But de l'exercice >> Indiquez, s'il vous plaît, si chacune des affirmations suivantes concorde avec l'arrêt de la Cour de cassation sur la vente immobilière, en répondant par oui ou non et en citant mot pour mot les termes décisifs de l'arrêt : (a) Mme [E] a vendu la maison à M. et Mme [Z] en 2006 ; (b) les débats ont eu lieu en audience publique le 5 novembre 2024 ; (c) la demanderesse invoque trois moyens de cassation.

━━━ Texte du document ━━━

Vente immobilière - article 1792 du code civil et principe de la réparation intégrale

 

Cour de cassation - Chambre civile 3

  • N° de pourvoi : 20-16.712
  • ECLI:FR:CCASS:2024:C300662
  • Non publié au bulletin
  • Solution : Cassation partielle sans renvoi

Audience publique du jeudi 05 décembre 2024

Décision attaquée : Cour d'appel de Reims, du 17 décembre 2019

Président

Mme Teiller (président)

Avocat(s)

SCP Boutet et Hourdeaux, SCP Claire Leduc et Solange Vigand, SCP Richard

Texte intégral

RÉPUBLIQUE FRANCAISE
AU NOM DU PEUPLE FRANCAIS
 

LA COUR DE CASSATION, TROISIÈME CHAMBRE CIVILE, a rendu l'arrêt suivant :

CIV. 3

JL



COUR DE CASSATION
______________________


Audience publique du 5 décembre 2024




Cassation partielle sans renvoi


Mme TEILLER, président



Arrêt n° 662 F-D

Pourvoi n° D 20-16.712




R É P U B L I Q U E F R A N Ç A I S E

_________________________

AU NOM DU PEUPLE FRANÇAIS
_________________________


ARRÊT DE LA COUR DE CASSATION, TROISIÈME CHAMBRE CIVILE, DU 5 DÉCEMBRE 2024

Mme [M] [B], veuve [E], domiciliée [Adresse 2], a formé le pourvoi n° D 20-16.712 contre l'arrêt rendu le 17 décembre 2019 par la cour d'appel de Reims (chambre civile, 1re section), dans le litige l'opposant :

1°/ à M. [J] [Z],

2°/ à Mme [H] [K], épouse [Z],

tous deux domiciliés [Adresse 3],

3°/ à M. [V] [W],

4°/ à Mme [O] [S], épouse [W],

tous deux domiciliés [Adresse 1],

défendeurs à la cassation.

La demanderesse invoque, à l'appui de son pourvoi, deux moyens de cassation.

Le dossier a été communiqué au procureur général.

Sur le rapport de M. Zedda, conseiller référendaire, les observations de la SCP Richard, avocat de Mme [E], de la SCP Boutet et Hourdeaux, avocat de M. et Mme [Z], de la SCP Claire Leduc et Solange Vigand, avocat de M. et Mme [W], après débats en l'audience publique du 5 novembre 2024 où étaient présents Mme Teiller, président, M. Zedda, conseiller référendaire rapporteur, M. Boyer, conseiller doyen, et Mme Maréville, greffier de chambre,

la troisième chambre civile de la Cour de cassation, composée des président et conseillers précités, après en avoir délibéré conformément à la loi, a rendu le présent arrêt.

Faits et procédure

1. Selon l'arrêt attaqué (Reims, 17 décembre 2019), en 2006, Mme [E] a fait construire une maison d'habitation qu'elle a vendue le 3 avril 2008 à M. et Mme [Z].

2. Se plaignant d'un affaissement de la maison, M. et Mme [Z] ont, après une expertise judiciaire, assigné Mme [E] en indemnisation de leurs préjudices.

3. Ils ont revendu la maison à M. et Mme [W] en cours d'instance. Les acquéreurs sont intervenus volontairement à celle-ci.

━━━ Lignes enregistrées ━━━

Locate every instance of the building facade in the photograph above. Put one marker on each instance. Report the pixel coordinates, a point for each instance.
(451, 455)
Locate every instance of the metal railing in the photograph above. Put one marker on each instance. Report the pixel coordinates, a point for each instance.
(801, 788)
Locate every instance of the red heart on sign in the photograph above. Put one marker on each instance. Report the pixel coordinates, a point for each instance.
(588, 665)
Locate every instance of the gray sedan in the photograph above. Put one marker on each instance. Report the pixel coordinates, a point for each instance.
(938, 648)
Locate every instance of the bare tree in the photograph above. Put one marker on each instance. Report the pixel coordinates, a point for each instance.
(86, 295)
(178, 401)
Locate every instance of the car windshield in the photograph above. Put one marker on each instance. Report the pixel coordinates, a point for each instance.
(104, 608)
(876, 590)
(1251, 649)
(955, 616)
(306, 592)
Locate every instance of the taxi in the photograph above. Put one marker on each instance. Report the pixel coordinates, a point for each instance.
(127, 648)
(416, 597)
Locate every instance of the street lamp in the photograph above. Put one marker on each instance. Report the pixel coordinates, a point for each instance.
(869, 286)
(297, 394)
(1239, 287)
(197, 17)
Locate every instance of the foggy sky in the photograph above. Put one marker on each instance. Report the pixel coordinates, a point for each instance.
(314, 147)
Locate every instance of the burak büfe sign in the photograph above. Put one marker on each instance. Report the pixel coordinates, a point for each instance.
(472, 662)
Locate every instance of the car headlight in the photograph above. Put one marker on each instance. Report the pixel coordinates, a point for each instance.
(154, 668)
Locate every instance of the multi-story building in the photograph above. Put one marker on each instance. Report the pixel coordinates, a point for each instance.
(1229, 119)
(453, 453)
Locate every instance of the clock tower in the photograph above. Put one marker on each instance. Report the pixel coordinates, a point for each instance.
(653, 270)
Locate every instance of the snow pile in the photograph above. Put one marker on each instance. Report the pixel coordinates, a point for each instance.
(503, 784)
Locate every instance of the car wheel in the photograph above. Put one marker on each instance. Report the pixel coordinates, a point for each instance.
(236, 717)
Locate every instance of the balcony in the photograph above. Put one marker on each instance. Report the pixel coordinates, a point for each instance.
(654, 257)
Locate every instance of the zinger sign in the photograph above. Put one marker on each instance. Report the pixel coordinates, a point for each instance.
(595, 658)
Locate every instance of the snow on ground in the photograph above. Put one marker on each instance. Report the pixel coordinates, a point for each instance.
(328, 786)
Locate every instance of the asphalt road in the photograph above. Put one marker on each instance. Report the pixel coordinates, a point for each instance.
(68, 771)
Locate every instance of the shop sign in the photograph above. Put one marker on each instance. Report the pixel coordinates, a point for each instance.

━━━

Réponse à l'exercice >>
(a) Non : « en 2006, Mme [E] a fait construire une maison d'habitation qu'elle a vendue le 3 avril 2008 à M. et Mme [Z] ».
(b) Oui : « après débats en l'audience publique du 5 novembre 2024 ».
(c) Non : « La demanderesse invoque, à l'appui de son pourvoi, deux moyens de cassation. »